EXERCISE BRIEF - Pull out each line below that contains the word "near", and copy those lines unchanged.

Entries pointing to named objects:
━━━━━━

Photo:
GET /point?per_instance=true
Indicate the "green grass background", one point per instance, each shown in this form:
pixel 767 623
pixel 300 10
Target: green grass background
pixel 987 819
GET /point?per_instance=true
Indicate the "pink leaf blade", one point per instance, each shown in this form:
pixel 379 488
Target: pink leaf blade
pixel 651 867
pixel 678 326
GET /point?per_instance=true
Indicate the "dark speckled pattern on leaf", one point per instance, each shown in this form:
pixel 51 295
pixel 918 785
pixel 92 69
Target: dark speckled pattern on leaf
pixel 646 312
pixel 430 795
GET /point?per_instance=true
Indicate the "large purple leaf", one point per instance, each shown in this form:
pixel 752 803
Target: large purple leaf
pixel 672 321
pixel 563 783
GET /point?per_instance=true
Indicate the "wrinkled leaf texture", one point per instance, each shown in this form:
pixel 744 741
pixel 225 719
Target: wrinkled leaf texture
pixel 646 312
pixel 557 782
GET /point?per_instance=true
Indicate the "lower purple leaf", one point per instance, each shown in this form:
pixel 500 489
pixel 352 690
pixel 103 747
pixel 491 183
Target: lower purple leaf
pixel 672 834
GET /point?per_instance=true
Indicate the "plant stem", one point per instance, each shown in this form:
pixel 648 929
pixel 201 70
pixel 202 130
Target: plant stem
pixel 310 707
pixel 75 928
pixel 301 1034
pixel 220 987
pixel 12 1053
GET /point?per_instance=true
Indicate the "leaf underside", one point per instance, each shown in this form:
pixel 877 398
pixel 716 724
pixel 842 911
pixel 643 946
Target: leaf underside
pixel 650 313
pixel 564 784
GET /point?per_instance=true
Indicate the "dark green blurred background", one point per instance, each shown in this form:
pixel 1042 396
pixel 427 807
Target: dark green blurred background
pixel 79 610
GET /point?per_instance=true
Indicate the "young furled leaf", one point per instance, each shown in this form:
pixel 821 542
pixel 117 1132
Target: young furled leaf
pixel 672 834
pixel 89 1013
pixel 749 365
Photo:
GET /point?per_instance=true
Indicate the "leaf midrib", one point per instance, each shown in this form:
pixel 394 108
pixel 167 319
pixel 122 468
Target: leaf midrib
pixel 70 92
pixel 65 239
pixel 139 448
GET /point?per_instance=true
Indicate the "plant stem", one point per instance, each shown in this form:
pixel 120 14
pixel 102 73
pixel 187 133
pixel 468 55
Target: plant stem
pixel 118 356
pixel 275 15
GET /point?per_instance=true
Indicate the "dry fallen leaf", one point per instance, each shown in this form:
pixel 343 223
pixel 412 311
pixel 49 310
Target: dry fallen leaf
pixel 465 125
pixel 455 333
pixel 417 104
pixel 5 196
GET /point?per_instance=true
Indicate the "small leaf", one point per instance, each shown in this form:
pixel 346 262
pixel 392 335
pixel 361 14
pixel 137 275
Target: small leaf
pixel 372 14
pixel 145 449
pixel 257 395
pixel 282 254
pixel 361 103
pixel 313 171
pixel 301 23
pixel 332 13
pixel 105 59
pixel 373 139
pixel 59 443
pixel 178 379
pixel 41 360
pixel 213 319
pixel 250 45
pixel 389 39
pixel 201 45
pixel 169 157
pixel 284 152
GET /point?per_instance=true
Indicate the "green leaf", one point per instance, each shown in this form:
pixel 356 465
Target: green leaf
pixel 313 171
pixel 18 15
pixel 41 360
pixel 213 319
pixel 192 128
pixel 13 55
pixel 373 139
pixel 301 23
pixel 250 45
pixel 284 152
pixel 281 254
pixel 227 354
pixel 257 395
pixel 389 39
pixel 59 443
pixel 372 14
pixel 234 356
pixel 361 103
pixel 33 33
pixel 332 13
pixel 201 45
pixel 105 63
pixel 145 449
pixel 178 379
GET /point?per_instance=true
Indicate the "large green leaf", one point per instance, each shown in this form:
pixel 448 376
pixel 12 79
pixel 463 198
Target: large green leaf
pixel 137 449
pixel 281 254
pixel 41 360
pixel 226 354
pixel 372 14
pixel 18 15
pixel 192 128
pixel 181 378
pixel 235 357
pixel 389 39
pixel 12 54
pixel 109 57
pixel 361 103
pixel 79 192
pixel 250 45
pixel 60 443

━━━━━━

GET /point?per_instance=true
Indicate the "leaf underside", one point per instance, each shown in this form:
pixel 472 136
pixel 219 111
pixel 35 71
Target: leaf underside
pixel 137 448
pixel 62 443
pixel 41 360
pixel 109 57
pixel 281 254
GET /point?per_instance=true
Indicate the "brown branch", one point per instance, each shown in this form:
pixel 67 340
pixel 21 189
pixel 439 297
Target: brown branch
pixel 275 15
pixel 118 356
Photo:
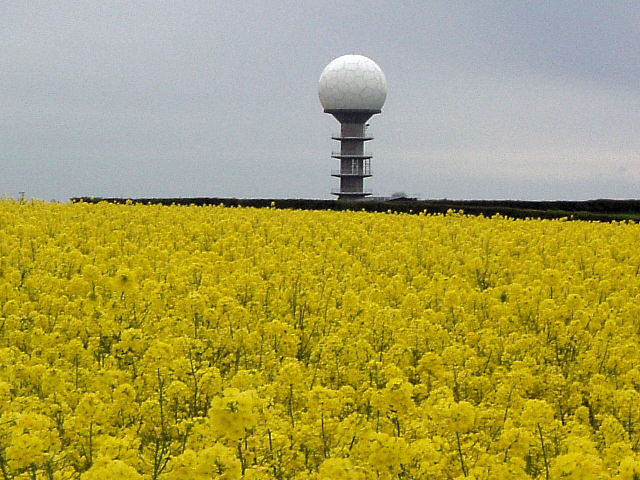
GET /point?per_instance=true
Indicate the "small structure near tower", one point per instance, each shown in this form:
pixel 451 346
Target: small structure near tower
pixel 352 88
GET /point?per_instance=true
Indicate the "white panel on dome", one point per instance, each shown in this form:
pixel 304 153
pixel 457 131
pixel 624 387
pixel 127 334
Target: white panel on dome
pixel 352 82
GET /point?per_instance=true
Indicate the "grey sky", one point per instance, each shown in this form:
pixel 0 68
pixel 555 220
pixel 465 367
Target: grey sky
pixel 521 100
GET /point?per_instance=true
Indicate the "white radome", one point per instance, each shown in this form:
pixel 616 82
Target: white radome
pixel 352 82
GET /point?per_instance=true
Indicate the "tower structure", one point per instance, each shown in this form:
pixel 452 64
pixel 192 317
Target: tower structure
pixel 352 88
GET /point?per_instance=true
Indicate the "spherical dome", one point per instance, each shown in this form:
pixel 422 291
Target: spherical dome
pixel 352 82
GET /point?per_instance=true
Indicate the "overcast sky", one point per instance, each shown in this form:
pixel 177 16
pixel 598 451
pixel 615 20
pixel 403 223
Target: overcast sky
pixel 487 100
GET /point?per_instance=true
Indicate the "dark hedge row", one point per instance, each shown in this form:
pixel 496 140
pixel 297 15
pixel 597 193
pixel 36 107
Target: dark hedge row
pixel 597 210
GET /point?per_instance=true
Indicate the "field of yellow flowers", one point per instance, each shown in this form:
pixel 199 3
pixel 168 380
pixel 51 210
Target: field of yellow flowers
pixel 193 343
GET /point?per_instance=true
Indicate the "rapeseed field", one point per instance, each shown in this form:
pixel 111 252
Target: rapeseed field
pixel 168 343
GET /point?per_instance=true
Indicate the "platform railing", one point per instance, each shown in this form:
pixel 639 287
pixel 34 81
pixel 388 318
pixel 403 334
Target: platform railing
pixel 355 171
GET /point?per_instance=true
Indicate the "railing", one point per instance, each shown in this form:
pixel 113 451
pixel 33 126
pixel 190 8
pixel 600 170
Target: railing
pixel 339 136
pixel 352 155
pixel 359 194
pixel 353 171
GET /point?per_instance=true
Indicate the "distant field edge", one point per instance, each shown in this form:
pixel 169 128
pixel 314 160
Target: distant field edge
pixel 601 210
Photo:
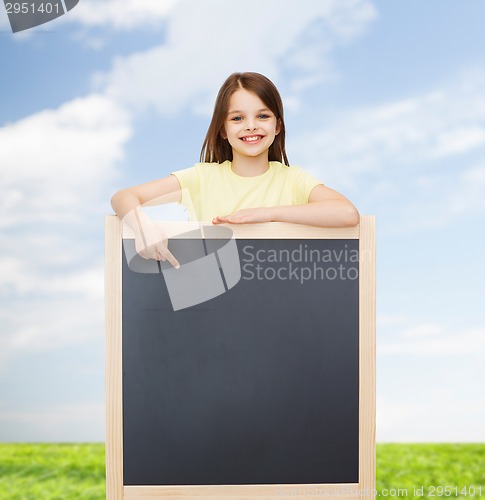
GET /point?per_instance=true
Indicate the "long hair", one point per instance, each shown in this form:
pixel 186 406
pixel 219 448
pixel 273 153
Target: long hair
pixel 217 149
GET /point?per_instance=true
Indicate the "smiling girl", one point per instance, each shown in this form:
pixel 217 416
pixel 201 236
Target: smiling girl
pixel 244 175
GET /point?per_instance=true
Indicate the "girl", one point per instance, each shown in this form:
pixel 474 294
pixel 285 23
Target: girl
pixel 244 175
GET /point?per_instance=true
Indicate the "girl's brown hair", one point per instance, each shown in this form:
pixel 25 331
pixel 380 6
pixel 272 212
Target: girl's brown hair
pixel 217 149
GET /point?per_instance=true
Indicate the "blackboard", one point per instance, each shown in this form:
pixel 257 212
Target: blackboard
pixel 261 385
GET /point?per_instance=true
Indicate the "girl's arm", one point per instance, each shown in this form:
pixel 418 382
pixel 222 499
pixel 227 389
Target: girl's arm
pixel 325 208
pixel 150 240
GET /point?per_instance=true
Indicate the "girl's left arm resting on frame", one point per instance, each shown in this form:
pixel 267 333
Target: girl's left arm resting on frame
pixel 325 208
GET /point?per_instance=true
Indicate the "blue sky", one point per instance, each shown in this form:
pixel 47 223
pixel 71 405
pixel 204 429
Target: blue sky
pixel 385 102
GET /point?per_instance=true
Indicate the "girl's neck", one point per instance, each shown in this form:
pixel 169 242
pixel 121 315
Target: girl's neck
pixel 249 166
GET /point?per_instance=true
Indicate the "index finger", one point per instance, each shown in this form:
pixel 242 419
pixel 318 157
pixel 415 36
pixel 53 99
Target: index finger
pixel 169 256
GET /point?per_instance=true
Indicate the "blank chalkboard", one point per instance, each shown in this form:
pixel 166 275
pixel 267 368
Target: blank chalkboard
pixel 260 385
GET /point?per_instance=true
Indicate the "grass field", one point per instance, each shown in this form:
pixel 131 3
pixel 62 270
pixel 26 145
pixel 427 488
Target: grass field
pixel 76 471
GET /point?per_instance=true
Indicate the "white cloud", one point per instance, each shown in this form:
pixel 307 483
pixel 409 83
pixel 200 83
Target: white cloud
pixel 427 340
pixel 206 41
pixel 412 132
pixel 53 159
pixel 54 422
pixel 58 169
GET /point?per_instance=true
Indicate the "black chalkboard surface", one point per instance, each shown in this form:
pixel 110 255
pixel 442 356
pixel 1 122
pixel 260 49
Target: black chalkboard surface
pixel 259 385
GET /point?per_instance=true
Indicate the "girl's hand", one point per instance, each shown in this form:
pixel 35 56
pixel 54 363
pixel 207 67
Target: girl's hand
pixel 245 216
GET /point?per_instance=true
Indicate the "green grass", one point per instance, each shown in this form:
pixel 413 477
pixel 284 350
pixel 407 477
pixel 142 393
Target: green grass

━━━━━━

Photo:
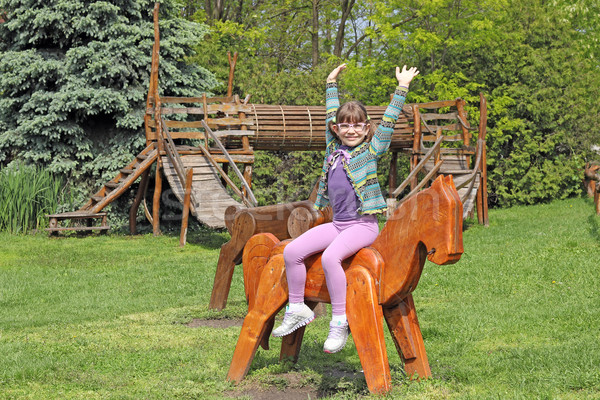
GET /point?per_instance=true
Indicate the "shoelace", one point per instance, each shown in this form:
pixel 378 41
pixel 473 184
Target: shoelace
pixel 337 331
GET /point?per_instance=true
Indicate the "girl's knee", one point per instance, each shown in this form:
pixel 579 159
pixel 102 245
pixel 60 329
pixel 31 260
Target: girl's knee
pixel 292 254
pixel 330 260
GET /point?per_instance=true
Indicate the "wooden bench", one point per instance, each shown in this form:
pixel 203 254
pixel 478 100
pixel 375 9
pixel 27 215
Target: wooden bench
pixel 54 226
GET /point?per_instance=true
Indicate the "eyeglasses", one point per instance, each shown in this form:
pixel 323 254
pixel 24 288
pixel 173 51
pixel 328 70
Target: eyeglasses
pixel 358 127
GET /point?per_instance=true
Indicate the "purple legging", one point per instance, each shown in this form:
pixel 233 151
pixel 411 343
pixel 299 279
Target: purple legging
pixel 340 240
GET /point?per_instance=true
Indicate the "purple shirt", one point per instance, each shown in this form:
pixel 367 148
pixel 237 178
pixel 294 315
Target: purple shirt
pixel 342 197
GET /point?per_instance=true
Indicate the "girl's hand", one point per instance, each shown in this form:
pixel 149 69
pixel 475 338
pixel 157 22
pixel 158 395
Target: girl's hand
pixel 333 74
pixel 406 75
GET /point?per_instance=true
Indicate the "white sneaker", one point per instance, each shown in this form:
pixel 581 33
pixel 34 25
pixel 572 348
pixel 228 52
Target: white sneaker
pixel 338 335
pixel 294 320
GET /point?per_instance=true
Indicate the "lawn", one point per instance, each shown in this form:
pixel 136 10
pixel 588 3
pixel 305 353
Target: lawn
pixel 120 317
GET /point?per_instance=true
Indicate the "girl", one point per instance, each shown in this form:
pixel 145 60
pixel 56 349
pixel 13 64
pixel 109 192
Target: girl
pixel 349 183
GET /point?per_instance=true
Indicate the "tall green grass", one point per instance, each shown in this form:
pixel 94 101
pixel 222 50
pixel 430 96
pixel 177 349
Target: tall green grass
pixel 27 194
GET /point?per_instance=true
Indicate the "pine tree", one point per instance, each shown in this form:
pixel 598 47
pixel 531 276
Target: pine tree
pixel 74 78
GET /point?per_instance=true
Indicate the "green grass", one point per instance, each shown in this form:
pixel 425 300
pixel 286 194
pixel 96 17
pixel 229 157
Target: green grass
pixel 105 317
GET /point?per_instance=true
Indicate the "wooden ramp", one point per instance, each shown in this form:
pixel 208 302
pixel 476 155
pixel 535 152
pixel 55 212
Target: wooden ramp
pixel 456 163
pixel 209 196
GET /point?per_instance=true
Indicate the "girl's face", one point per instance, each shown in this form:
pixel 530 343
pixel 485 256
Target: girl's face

━━━━━━

OUTPUT -
Indicate the "small structure near tower", one point per instance, each shown in this form:
Target: small structure near tower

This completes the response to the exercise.